[Excerpts of bounding box data]
--*--
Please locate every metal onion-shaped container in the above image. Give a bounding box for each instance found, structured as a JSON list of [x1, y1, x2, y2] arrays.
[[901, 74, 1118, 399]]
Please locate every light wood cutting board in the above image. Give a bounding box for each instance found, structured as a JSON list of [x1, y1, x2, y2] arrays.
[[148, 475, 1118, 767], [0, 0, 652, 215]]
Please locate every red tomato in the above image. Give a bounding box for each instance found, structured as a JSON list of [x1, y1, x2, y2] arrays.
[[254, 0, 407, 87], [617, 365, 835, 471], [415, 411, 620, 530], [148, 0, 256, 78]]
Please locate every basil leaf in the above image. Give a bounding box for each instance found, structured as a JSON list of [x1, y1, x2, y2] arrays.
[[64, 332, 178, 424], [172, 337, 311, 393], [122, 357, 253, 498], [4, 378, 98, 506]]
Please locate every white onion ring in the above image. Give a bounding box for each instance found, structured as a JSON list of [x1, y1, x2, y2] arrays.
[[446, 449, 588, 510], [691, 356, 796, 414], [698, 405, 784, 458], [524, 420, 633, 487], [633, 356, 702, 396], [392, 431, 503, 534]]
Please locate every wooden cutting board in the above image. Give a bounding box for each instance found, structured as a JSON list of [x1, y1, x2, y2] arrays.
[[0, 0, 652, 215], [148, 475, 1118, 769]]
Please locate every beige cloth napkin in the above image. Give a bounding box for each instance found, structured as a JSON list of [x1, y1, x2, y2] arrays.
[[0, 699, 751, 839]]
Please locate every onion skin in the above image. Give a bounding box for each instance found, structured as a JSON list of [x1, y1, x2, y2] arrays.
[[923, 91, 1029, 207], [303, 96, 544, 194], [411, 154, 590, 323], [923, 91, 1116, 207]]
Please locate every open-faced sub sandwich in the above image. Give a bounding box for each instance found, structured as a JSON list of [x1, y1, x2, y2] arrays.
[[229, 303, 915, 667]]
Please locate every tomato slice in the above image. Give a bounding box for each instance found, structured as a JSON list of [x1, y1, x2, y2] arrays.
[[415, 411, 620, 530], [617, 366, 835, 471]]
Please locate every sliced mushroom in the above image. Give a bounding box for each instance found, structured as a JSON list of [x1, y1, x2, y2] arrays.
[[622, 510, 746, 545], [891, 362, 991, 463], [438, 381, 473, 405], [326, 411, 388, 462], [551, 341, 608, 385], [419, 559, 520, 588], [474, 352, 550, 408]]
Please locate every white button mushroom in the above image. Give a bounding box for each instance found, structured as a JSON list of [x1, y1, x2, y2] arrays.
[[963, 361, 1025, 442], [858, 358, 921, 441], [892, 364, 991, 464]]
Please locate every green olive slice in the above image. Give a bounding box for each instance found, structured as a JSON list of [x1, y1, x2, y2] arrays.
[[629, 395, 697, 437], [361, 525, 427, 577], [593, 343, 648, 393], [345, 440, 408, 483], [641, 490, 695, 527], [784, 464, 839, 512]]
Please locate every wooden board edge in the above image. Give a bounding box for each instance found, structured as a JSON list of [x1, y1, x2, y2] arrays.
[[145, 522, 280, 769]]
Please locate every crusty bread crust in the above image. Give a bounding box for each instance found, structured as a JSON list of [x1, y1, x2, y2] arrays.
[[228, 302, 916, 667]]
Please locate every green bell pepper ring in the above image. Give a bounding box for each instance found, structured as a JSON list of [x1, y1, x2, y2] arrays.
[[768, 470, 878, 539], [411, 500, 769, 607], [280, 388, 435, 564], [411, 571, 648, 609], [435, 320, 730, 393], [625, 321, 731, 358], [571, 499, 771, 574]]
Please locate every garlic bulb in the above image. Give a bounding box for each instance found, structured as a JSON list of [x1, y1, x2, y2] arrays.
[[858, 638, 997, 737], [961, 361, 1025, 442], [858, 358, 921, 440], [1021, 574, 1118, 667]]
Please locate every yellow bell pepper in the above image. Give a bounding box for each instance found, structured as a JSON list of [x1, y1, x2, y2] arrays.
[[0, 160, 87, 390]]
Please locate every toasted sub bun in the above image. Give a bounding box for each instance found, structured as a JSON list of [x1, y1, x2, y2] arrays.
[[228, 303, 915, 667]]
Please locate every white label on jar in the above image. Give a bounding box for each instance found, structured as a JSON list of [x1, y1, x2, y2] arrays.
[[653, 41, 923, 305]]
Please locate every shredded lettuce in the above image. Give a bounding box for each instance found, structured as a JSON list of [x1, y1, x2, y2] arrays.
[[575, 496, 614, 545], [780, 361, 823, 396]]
--*--
*Set exercise:* Convert all the lines above into a two-column CSV with the headers "request" and "answer," one row per request. Put each field in quotes, and replace any line breaks with spaces.

*Result for this task:*
request,answer
"Please locate every metal onion-shaped container in the above image. Give a bounding box for each instance found, structured as a JSON list of [x1, y1, x2, y2] arrays.","[[901, 74, 1118, 399]]"
"Please locate every light wood cutting board in the above image. Give a bounding box for each instance found, structured as a JSON list of [x1, y1, x2, y2] arrays.","[[148, 475, 1118, 767], [0, 0, 652, 215]]"
"Please locate every red tomato in the above image. Give a bounding box for each instance found, structured as a JSON list of [x1, y1, x2, y2] arrays.","[[254, 0, 407, 87], [617, 365, 835, 471], [415, 411, 620, 530], [148, 0, 256, 78]]"
"Please locate every basil leaf in the above image. Give a bounding box for each instance found, structured as a JSON list of [x1, y1, x2, y2] arrays.","[[64, 332, 178, 424], [172, 337, 311, 393], [122, 357, 253, 498], [4, 378, 98, 506]]"
"Please locate every white onion ring in the above image. Give a bounding box for each instance found, structured as a JSON list of [x1, y1, x2, y2] arrays.","[[446, 449, 588, 510], [691, 356, 796, 414], [698, 405, 784, 458], [524, 420, 633, 487], [633, 356, 702, 396], [392, 431, 503, 534]]"
"Please locate every wooden cutting board in the above image. Give a bounding box for each instance found, structured as a JSON list of [x1, y1, x2, y2] arrays.","[[0, 0, 652, 215], [148, 475, 1118, 769]]"
"Please locate every beige cloth napkin in the above image. Give a bounding box for each instance found, structured as a JSON list of [x1, y1, x2, y2] arrays.","[[0, 699, 751, 839]]"
"Please locate every onion skin in the above image. Give a bounding box for each instance found, structured as a JSON list of [x1, y1, x2, y2] arrays.","[[923, 91, 1029, 207], [303, 96, 544, 194], [411, 154, 590, 323], [923, 91, 1116, 207]]"
"Please locate every open-faced sub sandwich in the above image. Give a bounding box for each instance found, structured as a JSON list of [x1, y1, x2, y2] arrays.","[[229, 303, 915, 667]]"
"Please locate every tomato slice in the above image. Give a bounding box for each instance found, structured as a JSON list of [x1, y1, x2, y2] arrays.","[[415, 411, 620, 530], [617, 366, 835, 471]]"
"Please locate every sliced mushroom in the above image. Give a bounding box for each instance found, structured as a JSON list of [x1, y1, x2, y2] arrays.","[[622, 510, 746, 545], [891, 362, 991, 463], [438, 381, 473, 405], [326, 411, 388, 462], [551, 341, 608, 385], [419, 559, 520, 588], [474, 352, 550, 408]]"
"Please locate every white button mushroom in the above image. Give a bounding box for each instance found, structured as a JSON list of [x1, y1, x2, y2] arrays.","[[963, 361, 1025, 442], [858, 358, 921, 441], [892, 364, 991, 464]]"
"Please locate every green olive slice in the above image. Give a bounding box for each instance found, structured as a JSON list of [x1, y1, x2, y2] arrays.","[[629, 395, 697, 437], [361, 525, 427, 577], [593, 343, 648, 393], [345, 440, 408, 483], [641, 490, 695, 527], [784, 464, 839, 512]]"
"Please locate every wooden board edge in the above image. Give a bounding box for each instance found, structured as a JSON list of [x1, y1, x2, y2] arrays.","[[145, 522, 280, 769]]"
"Please locate every crusty bread crust in the above image. Give a bounding box for each instance found, structured as a JSON list of [x1, y1, x2, y2] arrays.","[[228, 302, 916, 667]]"
"Please locate every green bell pepper ring in the above image. Give a bounding box for each instance found, structured as a JSON list of [x1, y1, x2, y2] arrays.","[[768, 470, 878, 539], [411, 500, 769, 607], [280, 388, 435, 564], [411, 571, 648, 609], [435, 320, 730, 393], [625, 321, 731, 358], [571, 499, 771, 574]]"
"Please locate every garlic bulb in the above image. Give a bounding box for each instance found, structured as a JSON list of [x1, y1, x2, y2] arrays.","[[858, 638, 997, 737], [961, 361, 1025, 442], [858, 358, 921, 440], [1021, 574, 1118, 667]]"
"Please locate every yellow bell pepper in the above image. Give a bounding box for each instance found, structured as a JSON list of [x1, y1, x2, y2] arrays.","[[0, 160, 87, 390]]"
"Please locate every toasted sub bun in the above image. Give a bounding box for each instance found, structured as a JSON list of [x1, y1, x2, y2] arrays.","[[228, 303, 915, 667]]"
"Please locate every white label on jar in the above image. Give a bounding box for each instance found, structured as a JSON list of [x1, y1, x2, y2] arrays.","[[653, 41, 923, 305]]"
"Please locate every shredded lettuce in the above image. Give a bounding box for each instance found, structured as a JSON list of [x1, y1, x2, y2] arrays.","[[575, 496, 614, 545], [780, 361, 823, 396]]"